Stated exercise
Please gather every line below that contains the word "Trace" and copy each one. Case counts.

Data to process
## Start

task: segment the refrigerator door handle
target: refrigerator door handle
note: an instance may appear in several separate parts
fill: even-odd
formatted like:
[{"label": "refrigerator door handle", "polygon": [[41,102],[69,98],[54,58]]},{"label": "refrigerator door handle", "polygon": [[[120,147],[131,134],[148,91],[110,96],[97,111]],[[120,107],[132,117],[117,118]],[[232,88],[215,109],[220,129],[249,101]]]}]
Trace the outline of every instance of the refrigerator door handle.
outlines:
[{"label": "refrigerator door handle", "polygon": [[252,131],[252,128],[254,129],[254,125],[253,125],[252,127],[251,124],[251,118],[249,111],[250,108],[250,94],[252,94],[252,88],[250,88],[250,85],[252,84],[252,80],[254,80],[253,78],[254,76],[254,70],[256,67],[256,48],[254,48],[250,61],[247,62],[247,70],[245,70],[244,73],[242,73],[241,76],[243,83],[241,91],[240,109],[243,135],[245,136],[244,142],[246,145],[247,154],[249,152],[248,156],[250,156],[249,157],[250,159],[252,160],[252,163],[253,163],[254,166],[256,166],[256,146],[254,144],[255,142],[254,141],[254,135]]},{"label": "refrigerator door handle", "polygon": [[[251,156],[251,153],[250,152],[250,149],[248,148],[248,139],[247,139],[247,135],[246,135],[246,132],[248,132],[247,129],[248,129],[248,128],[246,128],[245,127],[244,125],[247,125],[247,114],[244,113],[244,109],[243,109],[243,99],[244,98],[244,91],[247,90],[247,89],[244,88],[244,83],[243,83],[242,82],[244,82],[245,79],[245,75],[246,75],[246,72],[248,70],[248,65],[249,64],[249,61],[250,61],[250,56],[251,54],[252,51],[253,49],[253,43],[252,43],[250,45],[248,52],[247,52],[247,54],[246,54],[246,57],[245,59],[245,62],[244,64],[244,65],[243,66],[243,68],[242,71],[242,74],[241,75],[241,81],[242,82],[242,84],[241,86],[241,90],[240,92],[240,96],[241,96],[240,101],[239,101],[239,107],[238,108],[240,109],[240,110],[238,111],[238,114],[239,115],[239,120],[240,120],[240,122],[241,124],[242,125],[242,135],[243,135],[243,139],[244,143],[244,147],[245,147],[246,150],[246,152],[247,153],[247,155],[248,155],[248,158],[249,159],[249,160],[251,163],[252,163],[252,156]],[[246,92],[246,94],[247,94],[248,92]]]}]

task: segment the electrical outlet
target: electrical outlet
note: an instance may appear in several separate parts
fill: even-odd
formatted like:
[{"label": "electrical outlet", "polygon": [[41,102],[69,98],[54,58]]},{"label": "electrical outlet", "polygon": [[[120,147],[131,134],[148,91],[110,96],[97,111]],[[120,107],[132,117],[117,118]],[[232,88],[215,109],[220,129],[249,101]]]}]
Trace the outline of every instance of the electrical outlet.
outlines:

## End

Output for this task
Trace the outline of every instance of the refrigerator door handle.
Trace the outline of every instance of the electrical outlet.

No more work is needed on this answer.